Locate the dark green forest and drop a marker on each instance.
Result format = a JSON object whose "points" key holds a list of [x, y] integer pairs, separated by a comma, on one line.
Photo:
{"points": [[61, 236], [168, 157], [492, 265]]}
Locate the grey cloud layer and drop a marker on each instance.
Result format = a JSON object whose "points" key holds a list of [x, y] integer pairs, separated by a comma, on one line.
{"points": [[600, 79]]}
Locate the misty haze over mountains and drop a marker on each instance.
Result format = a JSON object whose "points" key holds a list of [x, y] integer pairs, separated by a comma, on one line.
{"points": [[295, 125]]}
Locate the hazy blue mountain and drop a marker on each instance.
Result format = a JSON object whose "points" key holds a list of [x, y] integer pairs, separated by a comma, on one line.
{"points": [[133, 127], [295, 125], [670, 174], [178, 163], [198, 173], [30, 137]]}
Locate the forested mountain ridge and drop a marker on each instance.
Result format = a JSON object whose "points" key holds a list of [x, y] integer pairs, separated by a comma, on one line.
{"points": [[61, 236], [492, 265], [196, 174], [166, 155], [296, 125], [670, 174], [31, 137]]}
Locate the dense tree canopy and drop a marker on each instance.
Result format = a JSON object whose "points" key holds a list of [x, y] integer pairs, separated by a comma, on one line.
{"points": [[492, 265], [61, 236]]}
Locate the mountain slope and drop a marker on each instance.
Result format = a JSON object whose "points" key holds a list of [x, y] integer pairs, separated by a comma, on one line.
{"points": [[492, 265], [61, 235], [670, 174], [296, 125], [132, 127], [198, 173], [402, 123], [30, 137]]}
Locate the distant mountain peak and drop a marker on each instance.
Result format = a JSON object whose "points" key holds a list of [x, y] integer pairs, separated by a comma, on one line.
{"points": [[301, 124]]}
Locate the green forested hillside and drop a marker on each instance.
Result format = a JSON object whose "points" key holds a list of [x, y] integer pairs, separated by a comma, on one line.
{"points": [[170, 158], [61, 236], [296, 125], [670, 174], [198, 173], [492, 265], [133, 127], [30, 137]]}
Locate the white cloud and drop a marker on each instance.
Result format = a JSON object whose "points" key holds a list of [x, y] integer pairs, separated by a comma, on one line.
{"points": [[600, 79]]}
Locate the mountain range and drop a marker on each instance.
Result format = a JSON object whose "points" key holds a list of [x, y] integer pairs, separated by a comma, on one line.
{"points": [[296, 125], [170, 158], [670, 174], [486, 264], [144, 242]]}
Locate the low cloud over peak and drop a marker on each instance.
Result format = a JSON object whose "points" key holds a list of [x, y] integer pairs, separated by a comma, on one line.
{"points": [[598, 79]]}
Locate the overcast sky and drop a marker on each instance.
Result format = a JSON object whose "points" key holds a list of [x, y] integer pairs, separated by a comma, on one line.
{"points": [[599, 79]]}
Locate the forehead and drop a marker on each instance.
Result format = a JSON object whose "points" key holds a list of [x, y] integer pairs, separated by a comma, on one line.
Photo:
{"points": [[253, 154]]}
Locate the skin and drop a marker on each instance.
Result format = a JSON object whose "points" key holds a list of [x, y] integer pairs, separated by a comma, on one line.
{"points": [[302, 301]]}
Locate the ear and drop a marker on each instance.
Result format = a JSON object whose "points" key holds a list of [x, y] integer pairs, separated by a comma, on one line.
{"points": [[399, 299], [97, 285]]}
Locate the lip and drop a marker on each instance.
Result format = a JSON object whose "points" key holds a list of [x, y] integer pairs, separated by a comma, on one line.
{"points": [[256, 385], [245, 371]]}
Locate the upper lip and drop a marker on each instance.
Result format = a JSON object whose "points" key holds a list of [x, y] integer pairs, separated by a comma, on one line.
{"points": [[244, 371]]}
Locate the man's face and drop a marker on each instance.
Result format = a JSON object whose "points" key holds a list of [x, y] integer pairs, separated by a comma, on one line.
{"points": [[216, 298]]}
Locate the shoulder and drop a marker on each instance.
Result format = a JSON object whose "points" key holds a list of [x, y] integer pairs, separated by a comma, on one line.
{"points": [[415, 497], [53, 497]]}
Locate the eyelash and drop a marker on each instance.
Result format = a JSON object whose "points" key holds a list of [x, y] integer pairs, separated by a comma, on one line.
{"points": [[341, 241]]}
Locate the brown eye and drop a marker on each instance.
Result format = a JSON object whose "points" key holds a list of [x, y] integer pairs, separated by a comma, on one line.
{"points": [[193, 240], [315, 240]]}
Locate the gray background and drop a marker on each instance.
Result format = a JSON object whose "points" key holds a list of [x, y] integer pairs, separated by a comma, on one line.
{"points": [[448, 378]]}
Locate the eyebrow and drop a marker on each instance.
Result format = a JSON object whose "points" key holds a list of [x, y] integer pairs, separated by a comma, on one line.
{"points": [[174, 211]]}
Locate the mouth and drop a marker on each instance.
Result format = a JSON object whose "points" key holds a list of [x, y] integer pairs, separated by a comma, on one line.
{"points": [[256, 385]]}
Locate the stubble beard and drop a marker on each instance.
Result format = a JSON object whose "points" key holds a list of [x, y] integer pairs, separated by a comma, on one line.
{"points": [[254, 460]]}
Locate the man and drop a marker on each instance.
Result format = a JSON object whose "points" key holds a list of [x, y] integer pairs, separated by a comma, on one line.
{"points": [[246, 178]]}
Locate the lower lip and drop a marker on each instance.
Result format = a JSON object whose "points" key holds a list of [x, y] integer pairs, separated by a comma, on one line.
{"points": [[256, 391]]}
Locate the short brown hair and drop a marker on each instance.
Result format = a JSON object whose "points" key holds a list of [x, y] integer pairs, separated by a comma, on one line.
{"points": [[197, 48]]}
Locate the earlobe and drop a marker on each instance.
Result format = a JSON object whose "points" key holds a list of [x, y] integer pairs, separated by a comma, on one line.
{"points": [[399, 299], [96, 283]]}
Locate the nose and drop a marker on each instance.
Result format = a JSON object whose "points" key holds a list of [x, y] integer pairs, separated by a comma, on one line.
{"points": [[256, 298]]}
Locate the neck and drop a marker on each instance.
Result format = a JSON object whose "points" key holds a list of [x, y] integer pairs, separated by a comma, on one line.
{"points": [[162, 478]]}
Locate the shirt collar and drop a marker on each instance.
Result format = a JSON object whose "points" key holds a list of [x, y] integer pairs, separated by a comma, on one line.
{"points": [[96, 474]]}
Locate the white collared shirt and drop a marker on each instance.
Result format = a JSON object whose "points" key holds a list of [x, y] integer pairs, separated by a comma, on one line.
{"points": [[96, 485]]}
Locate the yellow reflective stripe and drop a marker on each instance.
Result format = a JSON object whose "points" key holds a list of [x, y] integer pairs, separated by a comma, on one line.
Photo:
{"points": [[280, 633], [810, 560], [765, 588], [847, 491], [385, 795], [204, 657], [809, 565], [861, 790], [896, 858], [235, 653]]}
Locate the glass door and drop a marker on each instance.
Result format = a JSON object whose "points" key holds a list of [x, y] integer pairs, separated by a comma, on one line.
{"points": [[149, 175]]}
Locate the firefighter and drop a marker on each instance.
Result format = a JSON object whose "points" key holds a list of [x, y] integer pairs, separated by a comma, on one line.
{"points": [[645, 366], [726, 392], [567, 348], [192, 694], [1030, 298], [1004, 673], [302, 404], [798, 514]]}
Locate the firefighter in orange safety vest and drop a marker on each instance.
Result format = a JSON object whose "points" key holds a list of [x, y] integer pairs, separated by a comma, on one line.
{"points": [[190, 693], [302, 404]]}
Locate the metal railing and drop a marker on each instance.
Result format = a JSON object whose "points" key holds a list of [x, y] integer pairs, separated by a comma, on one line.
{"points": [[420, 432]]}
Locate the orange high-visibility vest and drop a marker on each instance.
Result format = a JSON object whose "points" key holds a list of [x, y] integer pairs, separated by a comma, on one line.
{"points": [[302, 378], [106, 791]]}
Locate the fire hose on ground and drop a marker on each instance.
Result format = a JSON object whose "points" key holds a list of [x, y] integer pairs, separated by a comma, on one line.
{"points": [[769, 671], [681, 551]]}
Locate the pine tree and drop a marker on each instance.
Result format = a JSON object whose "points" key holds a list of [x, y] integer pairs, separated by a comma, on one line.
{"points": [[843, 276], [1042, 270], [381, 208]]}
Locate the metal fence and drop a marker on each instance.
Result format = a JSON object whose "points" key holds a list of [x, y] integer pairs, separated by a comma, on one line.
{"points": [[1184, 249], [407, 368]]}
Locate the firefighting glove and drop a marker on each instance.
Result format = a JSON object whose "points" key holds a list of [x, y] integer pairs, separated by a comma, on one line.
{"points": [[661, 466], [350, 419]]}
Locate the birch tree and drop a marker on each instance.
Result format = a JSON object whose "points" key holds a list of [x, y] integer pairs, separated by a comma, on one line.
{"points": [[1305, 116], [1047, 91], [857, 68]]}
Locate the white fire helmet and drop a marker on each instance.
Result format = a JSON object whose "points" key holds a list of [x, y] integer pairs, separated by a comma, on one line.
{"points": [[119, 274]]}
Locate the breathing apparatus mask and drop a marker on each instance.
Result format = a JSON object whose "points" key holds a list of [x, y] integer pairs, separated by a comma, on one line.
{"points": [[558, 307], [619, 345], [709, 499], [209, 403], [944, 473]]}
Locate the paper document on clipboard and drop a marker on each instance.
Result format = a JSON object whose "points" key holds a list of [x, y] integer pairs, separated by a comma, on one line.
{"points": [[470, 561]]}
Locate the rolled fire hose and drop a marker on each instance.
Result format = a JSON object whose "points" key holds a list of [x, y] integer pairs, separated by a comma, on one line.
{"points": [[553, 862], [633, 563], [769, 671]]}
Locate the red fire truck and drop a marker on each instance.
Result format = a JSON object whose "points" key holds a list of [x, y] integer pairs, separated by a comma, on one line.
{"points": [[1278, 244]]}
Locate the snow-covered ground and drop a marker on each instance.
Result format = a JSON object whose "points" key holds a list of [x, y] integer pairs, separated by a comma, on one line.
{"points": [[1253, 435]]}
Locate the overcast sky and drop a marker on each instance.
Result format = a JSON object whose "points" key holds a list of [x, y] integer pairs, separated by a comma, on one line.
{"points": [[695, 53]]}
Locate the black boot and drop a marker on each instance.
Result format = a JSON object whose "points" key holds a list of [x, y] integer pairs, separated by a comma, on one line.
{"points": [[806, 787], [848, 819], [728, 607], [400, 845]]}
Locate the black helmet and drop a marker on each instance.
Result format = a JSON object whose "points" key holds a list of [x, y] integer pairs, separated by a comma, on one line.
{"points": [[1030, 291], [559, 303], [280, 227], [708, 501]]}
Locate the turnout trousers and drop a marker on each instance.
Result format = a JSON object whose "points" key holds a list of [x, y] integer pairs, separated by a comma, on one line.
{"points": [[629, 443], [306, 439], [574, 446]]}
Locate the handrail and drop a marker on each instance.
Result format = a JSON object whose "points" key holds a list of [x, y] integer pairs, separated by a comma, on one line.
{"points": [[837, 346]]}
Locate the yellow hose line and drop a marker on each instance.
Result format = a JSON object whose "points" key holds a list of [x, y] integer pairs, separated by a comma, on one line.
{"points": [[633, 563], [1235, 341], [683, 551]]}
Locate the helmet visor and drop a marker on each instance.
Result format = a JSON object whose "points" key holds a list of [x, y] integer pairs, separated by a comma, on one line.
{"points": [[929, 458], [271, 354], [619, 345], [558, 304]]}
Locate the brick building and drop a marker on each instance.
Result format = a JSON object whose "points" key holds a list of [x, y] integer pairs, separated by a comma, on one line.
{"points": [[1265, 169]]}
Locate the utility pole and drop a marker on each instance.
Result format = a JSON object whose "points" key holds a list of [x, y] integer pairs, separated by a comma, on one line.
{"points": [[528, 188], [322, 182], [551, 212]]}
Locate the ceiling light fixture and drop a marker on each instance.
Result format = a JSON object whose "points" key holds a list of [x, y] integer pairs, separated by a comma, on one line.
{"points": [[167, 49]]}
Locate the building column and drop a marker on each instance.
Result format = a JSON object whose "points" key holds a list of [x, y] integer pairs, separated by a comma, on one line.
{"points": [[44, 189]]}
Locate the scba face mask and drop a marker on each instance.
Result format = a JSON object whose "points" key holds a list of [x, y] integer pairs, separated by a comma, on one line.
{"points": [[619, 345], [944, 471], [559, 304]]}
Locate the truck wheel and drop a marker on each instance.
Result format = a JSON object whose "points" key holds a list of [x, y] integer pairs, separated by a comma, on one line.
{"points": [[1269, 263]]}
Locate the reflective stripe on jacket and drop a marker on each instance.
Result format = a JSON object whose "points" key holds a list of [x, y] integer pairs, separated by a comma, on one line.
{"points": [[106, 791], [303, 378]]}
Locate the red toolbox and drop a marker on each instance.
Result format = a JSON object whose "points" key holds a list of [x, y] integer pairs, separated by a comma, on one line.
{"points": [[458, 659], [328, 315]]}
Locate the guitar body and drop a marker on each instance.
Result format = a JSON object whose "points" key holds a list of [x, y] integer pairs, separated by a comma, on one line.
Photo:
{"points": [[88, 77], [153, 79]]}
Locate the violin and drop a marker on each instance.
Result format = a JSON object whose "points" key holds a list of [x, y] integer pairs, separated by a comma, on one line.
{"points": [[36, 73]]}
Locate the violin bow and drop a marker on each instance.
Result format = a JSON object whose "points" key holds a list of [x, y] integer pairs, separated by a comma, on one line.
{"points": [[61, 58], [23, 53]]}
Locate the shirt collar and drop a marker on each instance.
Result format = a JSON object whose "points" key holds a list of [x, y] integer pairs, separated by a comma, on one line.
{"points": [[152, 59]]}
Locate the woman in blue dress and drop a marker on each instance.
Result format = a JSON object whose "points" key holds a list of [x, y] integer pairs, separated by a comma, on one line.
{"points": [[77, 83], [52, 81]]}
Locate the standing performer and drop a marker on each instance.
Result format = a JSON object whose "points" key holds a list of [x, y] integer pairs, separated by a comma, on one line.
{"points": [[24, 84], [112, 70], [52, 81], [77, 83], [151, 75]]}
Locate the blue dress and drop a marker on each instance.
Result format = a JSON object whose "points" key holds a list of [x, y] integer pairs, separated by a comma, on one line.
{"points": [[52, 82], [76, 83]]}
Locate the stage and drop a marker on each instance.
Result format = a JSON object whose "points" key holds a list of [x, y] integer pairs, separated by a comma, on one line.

> Stated goal: Could you give again exactly the lines from the line containing "Locate the standing" through the final line of the data above, and no others?

> Worked solution:
Locate the standing performer and drop a marker on each instance.
Result format = a JSON object whose "points" key holds a list of [x, y] integer pairs, separated by a comma, on one line.
{"points": [[24, 84], [112, 70], [52, 81], [77, 83], [151, 75]]}
Locate the blue dress and drop a marker on each instance.
Result format = a JSON object whose "points" key holds a list of [x, y] integer pairs, separated by a comma, on one line.
{"points": [[52, 82], [76, 83]]}
Locate the stage and drop a marker on each instance.
Result format = a JSON object whose "points" key holds a list of [x, y] integer pairs, separated by a comma, on one line.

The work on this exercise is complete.